Top of RECORDS

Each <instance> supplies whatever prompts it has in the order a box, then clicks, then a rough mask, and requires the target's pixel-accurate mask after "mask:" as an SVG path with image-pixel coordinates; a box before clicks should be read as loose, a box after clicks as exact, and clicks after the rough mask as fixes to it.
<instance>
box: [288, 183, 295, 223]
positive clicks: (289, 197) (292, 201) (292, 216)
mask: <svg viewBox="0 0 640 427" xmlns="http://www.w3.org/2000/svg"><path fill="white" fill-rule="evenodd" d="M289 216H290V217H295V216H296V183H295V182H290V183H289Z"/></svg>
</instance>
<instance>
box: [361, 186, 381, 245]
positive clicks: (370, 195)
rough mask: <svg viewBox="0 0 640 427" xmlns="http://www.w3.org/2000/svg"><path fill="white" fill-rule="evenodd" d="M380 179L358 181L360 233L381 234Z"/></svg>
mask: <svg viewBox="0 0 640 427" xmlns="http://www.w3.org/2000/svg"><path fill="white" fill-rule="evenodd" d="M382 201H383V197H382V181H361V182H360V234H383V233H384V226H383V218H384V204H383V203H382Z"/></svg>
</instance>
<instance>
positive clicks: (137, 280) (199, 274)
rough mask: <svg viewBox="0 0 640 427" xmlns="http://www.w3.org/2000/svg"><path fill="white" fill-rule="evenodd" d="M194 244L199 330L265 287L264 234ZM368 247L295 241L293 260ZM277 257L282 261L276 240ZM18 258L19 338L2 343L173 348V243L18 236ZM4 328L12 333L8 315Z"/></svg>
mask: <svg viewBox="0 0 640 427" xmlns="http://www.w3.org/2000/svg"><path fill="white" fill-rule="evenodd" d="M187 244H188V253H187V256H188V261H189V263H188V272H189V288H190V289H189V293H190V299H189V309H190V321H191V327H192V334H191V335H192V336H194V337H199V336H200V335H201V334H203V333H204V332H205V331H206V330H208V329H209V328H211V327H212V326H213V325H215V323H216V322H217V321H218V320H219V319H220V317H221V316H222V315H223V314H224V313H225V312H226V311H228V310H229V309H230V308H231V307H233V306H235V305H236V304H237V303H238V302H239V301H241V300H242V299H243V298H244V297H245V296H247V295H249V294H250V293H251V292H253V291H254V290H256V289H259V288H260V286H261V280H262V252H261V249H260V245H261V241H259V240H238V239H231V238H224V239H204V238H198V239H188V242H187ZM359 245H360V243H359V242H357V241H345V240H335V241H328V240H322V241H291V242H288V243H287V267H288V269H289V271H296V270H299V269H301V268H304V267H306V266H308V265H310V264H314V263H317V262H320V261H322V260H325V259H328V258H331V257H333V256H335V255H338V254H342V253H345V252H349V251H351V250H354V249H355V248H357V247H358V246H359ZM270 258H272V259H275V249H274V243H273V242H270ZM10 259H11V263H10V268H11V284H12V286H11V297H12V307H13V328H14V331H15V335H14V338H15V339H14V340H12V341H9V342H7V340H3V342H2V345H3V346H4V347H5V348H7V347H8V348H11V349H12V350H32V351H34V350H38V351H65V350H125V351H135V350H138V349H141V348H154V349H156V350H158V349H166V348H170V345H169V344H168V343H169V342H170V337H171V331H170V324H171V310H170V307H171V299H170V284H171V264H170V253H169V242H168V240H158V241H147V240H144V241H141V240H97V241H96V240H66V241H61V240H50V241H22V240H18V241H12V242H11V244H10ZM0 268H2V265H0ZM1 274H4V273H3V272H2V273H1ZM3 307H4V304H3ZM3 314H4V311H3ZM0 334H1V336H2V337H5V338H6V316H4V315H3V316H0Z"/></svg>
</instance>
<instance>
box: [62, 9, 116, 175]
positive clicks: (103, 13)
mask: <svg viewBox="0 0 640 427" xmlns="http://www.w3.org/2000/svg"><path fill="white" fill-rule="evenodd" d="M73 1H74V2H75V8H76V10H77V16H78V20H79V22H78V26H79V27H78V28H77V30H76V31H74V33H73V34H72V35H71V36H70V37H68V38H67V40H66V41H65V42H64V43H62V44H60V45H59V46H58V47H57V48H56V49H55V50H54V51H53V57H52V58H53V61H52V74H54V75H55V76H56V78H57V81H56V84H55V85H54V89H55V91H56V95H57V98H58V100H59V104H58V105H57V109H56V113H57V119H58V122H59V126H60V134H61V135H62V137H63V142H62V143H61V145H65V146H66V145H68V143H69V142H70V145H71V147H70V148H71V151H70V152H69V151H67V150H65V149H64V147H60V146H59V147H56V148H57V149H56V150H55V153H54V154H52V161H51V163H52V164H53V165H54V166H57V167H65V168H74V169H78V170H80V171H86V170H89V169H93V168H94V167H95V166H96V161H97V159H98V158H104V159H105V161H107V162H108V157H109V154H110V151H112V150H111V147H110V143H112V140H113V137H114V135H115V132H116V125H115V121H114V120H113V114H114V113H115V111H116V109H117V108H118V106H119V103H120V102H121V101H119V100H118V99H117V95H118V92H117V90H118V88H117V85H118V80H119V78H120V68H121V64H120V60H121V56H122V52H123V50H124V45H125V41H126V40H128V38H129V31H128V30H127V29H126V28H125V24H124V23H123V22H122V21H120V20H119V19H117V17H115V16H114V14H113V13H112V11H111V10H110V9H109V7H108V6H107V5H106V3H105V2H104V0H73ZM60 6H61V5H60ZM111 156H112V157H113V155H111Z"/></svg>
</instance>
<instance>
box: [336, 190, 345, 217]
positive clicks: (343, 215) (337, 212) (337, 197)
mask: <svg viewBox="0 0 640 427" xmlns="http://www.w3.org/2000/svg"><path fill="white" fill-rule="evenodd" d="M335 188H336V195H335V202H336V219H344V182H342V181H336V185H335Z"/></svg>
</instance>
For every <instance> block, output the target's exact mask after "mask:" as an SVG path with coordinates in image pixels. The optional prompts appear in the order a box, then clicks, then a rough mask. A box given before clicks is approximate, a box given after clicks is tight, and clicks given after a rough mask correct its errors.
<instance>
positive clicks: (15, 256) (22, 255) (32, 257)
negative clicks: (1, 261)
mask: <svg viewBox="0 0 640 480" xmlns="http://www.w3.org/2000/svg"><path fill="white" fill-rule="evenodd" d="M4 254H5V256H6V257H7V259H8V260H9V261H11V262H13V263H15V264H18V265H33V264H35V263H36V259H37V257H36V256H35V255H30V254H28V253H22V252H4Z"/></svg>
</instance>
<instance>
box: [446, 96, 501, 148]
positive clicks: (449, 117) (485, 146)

Bottom of RECORDS

> _YOUR OBJECTIVE_
Find every line that contains the word "positive" and copy each one in full. Case counts.

> _RESPONSE FOR THIS EXERCISE_
positive clicks: (289, 197) (292, 201) (292, 216)
positive clicks: (370, 195)
positive clicks: (137, 280) (199, 274)
positive clicks: (103, 13)
positive clicks: (343, 215) (337, 212) (337, 197)
positive clicks: (15, 256) (22, 255) (32, 257)
positive clicks: (449, 117) (485, 146)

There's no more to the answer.